◆ Excerpted text:

------------

When I’m doing content analysis on GOV.UK, sometimes I need to analyse page level data which is not tracked through analytics software but still represents valuable information. In these circumstances I use the ImportXML feature in Google Sheets which enables me to extract (‘scrape’) specific page data.
Recently, I’ve been working on a group of education content pages on GOV.UK. I wanted to be able to scrape when those pages were last updated in order to sort them based on the most recent update. The last updated information is found at the bottom of each of my pages :
However as the last updated information has no metric to track within analytics software, I used the ImportXML function in Google Sheets. My results can be found in this spreadsheet using an example of the pages that I was interested in.
Finding the XPath
The location of the last updated information is consistent across all of the pages I wanted to analyse. This is handy as ImportXML requires you to identify the XPath of the specific piece of data you want to scrape. Therefore once I was able to identify the XPath of the last updated information on one of my pages, I could implement it into the Google Sheets formula and then apply it to all of the URLs I was interested in.
Using Google Chrome, the XPath of specific page data can easily be found by highlighting and then right-clicking on it and then selecting ‘Inspect’. Firefox users can get XPath data from the Firebug add-on.

------------

◆ Problems to work on:
1. Please set down, word for word, the part of the ImportXML post that opens with the words containing "When I’m doing" and closes with "that I was interested in.".
2. According to the ImportXML post, why was it handy that the last updated information sat in the same place on every page? Answer in one to three sentences.

◆ Extracted material:
------------

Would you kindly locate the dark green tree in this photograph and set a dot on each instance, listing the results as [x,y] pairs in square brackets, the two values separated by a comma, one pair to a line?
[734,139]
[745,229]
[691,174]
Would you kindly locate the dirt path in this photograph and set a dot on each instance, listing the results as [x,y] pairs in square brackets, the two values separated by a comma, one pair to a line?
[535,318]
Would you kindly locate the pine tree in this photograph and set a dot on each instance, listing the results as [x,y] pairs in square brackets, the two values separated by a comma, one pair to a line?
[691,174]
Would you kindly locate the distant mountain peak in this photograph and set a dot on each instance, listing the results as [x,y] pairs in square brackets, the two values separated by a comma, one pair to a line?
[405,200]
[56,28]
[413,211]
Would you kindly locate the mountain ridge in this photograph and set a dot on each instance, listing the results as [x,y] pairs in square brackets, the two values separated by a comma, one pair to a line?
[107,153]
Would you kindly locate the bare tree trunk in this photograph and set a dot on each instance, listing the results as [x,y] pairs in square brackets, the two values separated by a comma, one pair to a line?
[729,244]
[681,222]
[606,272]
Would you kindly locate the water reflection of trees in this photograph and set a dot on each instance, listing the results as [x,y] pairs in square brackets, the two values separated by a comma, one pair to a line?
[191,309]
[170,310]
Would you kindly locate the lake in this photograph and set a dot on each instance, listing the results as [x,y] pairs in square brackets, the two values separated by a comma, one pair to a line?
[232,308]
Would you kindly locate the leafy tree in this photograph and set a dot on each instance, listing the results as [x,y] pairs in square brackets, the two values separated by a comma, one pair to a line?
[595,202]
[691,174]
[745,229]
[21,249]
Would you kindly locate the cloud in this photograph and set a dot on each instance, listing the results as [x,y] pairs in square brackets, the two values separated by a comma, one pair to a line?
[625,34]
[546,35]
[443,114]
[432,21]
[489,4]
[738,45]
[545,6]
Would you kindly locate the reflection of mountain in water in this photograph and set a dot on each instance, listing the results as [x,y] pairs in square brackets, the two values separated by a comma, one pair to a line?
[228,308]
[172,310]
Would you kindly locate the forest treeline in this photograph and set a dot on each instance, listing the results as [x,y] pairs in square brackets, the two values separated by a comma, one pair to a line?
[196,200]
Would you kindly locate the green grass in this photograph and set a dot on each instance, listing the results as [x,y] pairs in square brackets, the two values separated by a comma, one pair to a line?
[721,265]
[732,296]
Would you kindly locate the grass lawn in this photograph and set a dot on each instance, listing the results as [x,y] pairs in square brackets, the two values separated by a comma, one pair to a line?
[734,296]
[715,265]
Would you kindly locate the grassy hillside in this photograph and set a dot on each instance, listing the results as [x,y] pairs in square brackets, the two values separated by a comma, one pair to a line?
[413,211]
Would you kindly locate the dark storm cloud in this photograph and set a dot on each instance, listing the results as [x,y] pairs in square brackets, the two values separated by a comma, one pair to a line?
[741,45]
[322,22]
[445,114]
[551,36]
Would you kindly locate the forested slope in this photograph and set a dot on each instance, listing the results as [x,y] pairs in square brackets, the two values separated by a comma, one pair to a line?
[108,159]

------------

◆ Expected answers:
1.
When I’m doing content analysis on GOV.UK, sometimes I need to analyse page level data which is not tracked through analytics software but still represents valuable information. In these circumstances I use the ImportXML feature in Google Sheets which enables me to extract (‘scrape’) specific page data.
Recently, I’ve been working on a group of education content pages on GOV.UK. I wanted to be able to scrape when those pages were last updated in order to sort them based on the most recent update. The last updated information is found at the bottom of each of my pages :
However as the last updated information has no metric to track within analytics software, I used the ImportXML function in Google Sheets. My results can be found in this spreadsheet using an example of the pages that I was interested in.

2. ImportXML requires the XPath of the specific piece of data to be scraped. Because the last updated information was in the same place on every page, the XPath found on one page could be put into the Google Sheets formula and applied to all of the URLs.